╭─ Liste

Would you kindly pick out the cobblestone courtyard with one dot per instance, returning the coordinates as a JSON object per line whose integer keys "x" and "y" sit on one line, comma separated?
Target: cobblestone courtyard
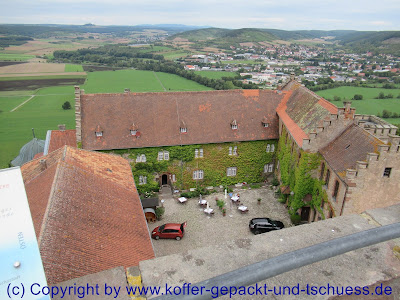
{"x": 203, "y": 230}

╰─
╭─ Liste

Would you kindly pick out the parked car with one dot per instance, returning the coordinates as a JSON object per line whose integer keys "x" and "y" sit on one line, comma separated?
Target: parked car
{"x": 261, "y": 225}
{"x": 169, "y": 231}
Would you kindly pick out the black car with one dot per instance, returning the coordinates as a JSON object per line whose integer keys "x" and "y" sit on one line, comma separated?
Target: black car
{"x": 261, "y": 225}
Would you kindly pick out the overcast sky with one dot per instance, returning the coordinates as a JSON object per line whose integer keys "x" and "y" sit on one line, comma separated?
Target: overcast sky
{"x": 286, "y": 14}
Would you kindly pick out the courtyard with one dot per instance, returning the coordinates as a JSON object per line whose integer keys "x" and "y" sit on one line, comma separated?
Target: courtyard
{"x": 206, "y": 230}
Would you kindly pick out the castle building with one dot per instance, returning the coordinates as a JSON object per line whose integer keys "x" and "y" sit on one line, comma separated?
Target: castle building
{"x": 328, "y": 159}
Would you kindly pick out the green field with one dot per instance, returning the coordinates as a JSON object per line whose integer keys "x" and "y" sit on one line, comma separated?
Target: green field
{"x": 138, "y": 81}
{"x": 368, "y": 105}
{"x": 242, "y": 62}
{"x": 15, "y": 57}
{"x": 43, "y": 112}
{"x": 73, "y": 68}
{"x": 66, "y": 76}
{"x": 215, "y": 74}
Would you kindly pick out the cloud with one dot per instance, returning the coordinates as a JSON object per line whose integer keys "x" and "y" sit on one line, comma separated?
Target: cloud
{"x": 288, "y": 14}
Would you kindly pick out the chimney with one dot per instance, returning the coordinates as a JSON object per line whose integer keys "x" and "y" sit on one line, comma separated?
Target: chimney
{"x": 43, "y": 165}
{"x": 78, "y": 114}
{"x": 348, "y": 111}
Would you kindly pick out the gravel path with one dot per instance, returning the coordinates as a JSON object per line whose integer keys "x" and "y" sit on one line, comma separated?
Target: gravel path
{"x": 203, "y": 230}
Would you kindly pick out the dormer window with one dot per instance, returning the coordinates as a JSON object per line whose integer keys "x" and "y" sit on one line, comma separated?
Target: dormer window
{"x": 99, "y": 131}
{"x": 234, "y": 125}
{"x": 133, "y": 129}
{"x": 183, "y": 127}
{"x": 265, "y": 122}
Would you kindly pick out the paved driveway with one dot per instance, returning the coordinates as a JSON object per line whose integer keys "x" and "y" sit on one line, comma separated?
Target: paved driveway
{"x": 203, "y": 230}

╰─

Görev >>
Yukarıdaki listede "dormer" dizesini içeren kaç satır var? Büyük-küçük harf ayrımını gözeterek sayın ve yalnızca sayıyı yazın.

Görev çıktısı >>
2